- [Material to process]:
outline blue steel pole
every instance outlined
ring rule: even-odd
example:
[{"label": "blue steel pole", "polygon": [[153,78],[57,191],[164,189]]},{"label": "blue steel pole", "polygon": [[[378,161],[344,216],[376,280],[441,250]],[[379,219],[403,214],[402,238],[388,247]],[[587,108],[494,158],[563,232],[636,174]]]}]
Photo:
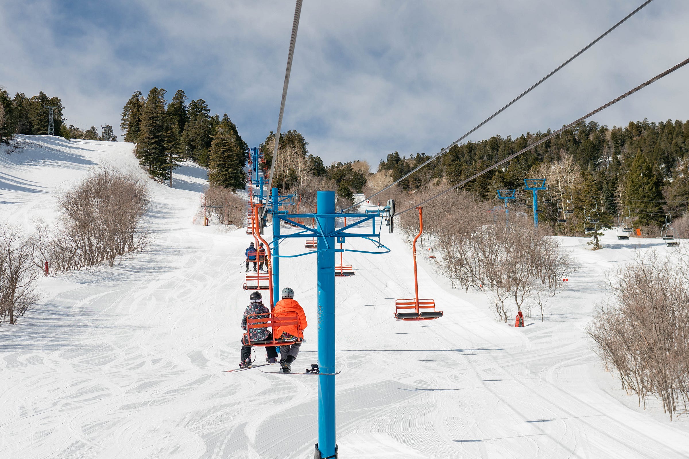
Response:
[{"label": "blue steel pole", "polygon": [[505,228],[509,228],[510,209],[507,209],[507,200],[505,200]]},{"label": "blue steel pole", "polygon": [[273,189],[273,298],[280,298],[280,219],[277,217],[278,189]]},{"label": "blue steel pole", "polygon": [[533,227],[538,228],[538,213],[536,212],[536,209],[538,208],[538,201],[536,198],[538,198],[538,191],[533,190]]},{"label": "blue steel pole", "polygon": [[[316,219],[325,234],[335,231],[335,192],[316,193]],[[326,248],[326,241],[328,248]],[[335,372],[335,238],[318,237],[318,367]],[[335,375],[318,376],[318,450],[322,458],[335,456]]]}]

- [Task instructions]: Rewrite all of the lines above as a Markdown table with the columns "Row" and "Text," numbering each row and skipping any blank lines. Leave the pictures out of the table.

- [Result]:
| Row | Text |
|---|---|
| 1 | outline blue steel pole |
| 2 | every instance outlined |
| 3 | ring rule: even-odd |
| 4 | example: |
| 5 | [{"label": "blue steel pole", "polygon": [[153,78],[57,191],[164,189]]},{"label": "blue steel pole", "polygon": [[[378,161],[344,216],[376,280],[441,250]],[[379,219],[403,214],[402,238],[388,247]],[[587,108],[494,158],[563,232],[636,174]]]}] |
| 6 | Photo: |
| 7 | Response: |
| 8 | [{"label": "blue steel pole", "polygon": [[505,228],[509,228],[510,209],[507,209],[507,200],[505,200]]},{"label": "blue steel pole", "polygon": [[273,189],[273,298],[280,298],[280,219],[277,217],[278,189]]},{"label": "blue steel pole", "polygon": [[533,227],[538,228],[538,213],[536,212],[536,209],[538,208],[538,201],[536,198],[538,198],[538,191],[533,190]]},{"label": "blue steel pole", "polygon": [[[316,219],[325,234],[335,231],[335,192],[316,193]],[[326,248],[326,241],[328,248]],[[335,372],[335,238],[318,237],[318,367]],[[335,375],[318,376],[318,450],[322,458],[335,456]]]}] |